• ПРИМЕНИТЕ ПРОЧИТАННОЕ
• 1. Перепишите часть отрывка о перформансе, которая открывается словами «У перформанса есть» и заканчивается словами «уровне их инстинктов.». Замените в ней «логического изложения» на «рационального изложения».
• 2. Какие глаголы в отрывке о перформансе описывают, что можно сделать с событием, потенциал которого заключён в пространстве между телами? Назовите все.
• 3. Соответствуют ли отрывку о перформансе следующие утверждения? (a) Перформанс, как и логическое изложение, можно только принять или раскритиковать. (b) Пространство между телами рассматривается как пустое. (c) Перформанс должен помочь приблизить людей к смерти.

• ПРЕДЛОЖЕННЫЙ ОТРЫВОК

У перформанса есть такое свойство — он способен пробудить нечто в аудитории. В отличие от логического изложения, с которым можно согласиться или подвергнуть его критике, перформанс задействует другие уровни подключения, как бы заряжает пространство между телами. Это меня в нем и интересует. Здесь снова присутствует тема расширения тела, которая позволяет нам помыслить пространство между телами не как пустое, а как обладающее потенциалом события, которое можно использовать, концептуализировать, материализовать в конце концов. Перформанс поможет мне приблизить людей к смерти и пониманию социальности смертных на уровне их инстинктов.

(Сохранённые записи данных)
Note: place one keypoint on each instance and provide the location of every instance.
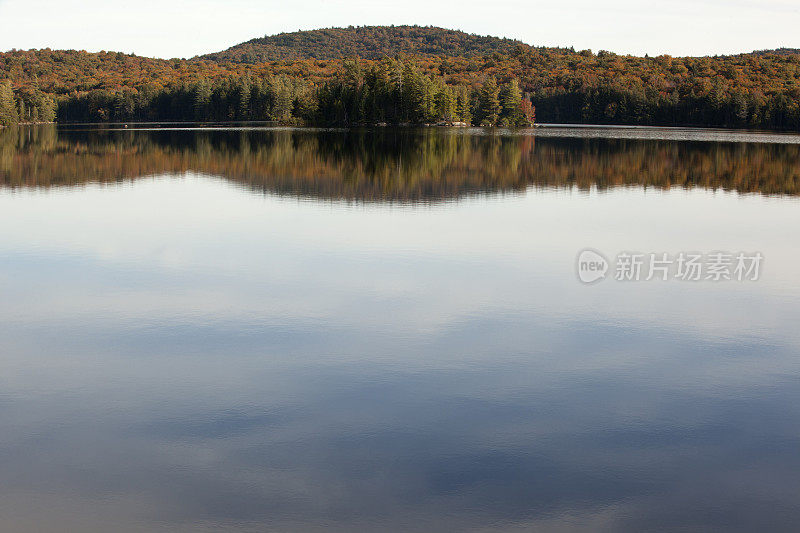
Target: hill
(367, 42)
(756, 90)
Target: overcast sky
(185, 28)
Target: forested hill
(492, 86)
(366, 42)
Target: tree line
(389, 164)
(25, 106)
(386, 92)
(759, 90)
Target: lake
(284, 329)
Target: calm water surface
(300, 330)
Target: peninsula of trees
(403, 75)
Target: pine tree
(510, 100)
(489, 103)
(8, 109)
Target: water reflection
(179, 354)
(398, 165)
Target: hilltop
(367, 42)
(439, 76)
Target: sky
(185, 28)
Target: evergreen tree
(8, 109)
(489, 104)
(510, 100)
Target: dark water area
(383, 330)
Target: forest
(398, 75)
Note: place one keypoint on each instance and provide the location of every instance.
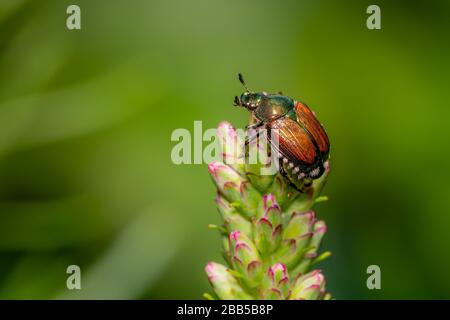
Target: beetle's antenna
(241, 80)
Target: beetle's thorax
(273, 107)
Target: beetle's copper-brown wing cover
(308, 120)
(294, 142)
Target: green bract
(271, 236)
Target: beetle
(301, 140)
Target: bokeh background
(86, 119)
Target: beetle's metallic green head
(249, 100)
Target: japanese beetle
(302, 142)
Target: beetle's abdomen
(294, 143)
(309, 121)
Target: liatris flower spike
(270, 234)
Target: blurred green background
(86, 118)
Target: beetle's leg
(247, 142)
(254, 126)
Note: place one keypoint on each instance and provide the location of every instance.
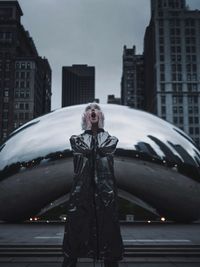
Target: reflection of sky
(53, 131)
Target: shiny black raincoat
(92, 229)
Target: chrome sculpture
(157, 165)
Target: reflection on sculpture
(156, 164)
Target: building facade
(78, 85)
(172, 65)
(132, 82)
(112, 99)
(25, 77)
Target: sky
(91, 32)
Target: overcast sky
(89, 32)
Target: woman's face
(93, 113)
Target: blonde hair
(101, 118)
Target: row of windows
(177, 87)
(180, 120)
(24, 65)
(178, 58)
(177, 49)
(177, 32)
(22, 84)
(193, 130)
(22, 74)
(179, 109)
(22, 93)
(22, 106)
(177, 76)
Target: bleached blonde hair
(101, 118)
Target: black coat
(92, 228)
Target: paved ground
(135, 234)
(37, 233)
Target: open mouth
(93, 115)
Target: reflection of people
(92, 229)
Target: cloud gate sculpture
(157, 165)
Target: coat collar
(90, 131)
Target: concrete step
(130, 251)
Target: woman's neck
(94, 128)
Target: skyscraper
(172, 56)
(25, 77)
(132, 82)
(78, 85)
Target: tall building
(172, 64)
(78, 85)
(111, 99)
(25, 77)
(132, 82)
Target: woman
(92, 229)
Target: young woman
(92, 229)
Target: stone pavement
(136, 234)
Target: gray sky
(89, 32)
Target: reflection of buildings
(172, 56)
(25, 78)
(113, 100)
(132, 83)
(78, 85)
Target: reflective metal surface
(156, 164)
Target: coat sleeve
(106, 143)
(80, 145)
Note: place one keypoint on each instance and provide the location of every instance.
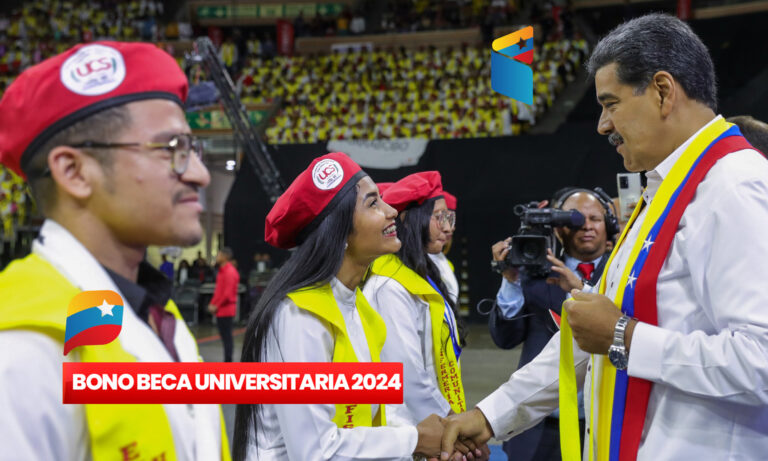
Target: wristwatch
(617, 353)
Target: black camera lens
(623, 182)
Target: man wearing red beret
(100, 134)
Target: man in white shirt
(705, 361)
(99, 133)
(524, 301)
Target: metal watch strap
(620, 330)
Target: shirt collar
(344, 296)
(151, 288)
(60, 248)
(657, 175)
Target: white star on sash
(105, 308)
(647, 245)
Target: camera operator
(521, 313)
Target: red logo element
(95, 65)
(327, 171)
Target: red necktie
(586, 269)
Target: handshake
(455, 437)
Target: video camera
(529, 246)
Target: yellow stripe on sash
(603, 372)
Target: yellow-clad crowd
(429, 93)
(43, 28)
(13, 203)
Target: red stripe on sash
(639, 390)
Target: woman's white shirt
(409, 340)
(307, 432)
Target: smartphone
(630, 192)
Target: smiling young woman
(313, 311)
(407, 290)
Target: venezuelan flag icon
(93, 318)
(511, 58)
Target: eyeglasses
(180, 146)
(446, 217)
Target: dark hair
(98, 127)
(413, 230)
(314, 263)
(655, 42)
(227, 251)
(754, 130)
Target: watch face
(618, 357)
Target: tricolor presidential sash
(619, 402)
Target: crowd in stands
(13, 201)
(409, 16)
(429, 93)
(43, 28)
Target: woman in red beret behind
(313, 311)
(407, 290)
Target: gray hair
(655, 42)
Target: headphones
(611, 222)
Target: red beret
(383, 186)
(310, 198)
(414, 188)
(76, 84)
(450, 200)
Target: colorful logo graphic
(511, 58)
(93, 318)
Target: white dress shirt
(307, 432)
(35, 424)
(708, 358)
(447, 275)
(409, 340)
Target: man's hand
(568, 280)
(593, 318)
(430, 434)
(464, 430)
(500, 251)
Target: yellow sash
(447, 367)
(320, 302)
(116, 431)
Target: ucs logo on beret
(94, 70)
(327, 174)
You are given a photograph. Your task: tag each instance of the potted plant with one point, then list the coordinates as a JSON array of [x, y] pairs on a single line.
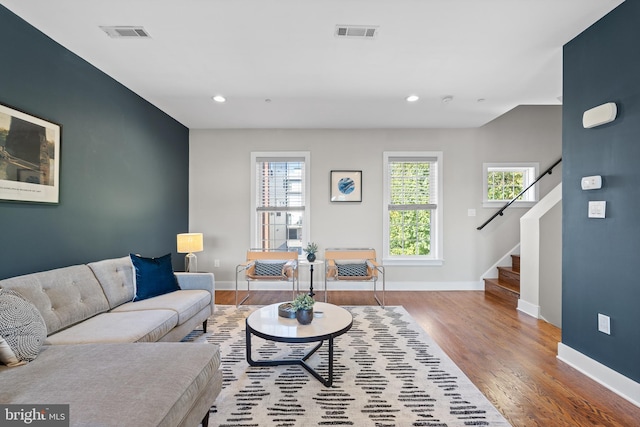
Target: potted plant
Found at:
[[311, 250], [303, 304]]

==

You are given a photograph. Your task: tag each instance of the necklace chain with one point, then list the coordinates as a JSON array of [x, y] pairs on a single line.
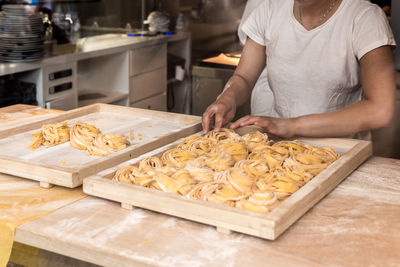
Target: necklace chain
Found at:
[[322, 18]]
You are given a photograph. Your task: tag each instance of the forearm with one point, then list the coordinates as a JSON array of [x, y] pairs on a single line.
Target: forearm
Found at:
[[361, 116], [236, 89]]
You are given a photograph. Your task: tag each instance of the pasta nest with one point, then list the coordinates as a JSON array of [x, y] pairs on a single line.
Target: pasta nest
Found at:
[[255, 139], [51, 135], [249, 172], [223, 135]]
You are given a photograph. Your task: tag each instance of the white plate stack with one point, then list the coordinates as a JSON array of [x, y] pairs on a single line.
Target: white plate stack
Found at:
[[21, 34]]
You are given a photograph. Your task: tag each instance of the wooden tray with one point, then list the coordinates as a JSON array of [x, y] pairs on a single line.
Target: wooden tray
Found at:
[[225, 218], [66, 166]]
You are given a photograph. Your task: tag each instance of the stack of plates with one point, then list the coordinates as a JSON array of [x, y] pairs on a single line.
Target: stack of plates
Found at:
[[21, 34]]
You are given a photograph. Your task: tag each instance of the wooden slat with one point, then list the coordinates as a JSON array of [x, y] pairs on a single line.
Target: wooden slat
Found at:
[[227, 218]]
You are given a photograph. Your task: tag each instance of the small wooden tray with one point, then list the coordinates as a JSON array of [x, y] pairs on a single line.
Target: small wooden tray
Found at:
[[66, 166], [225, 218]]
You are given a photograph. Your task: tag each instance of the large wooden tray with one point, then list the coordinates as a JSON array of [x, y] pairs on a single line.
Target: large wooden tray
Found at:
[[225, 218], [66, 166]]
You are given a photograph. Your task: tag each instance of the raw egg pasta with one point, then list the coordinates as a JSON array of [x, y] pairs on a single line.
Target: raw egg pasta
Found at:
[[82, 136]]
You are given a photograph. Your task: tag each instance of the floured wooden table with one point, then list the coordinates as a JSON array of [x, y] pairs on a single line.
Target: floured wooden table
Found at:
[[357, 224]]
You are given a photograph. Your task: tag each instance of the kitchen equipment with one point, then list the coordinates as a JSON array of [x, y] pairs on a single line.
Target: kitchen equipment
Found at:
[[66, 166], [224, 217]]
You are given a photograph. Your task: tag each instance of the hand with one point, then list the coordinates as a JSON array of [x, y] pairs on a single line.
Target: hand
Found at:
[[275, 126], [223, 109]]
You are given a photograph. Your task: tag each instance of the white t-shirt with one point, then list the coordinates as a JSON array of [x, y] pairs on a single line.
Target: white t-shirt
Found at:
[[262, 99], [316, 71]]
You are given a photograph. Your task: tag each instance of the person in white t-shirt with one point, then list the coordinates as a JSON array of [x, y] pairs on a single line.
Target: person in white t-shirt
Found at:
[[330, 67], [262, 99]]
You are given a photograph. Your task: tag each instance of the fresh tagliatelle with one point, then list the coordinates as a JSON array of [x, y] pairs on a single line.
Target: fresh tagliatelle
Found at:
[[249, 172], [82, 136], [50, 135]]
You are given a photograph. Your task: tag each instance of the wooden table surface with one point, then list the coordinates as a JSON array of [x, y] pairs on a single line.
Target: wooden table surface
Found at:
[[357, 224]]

• РЕШЕНИЯ ЗАДАЧ
• 1.
У перформанса есть такое свойство — он способен пробудить нечто в аудитории. В отличие от рационального изложения, с которым можно согласиться или подвергнуть его критике, перформанс задействует другие уровни подключения, как бы заряжает пространство между телами. Это меня в нем и интересует. Здесь снова присутствует тема расширения тела, которая позволяет нам помыслить пространство между телами не как пустое, а как обладающее потенциалом события, которое можно использовать, концептуализировать, материализовать в конце концов. Перформанс поможет мне приблизить людей к смерти и пониманию социальности смертных на уровне их инстинктов.

• 2. Использовать, концептуализировать, материализовать.

• 3.
(a) Нет: «В отличие от логического изложения, с которым можно согласиться или подвергнуть его критике, перформанс задействует другие уровни подключения».
(b) Нет: «помыслить пространство между телами не как пустое, а как обладающее потенциалом события».
(c) Да: «Перформанс поможет мне приблизить людей к смерти».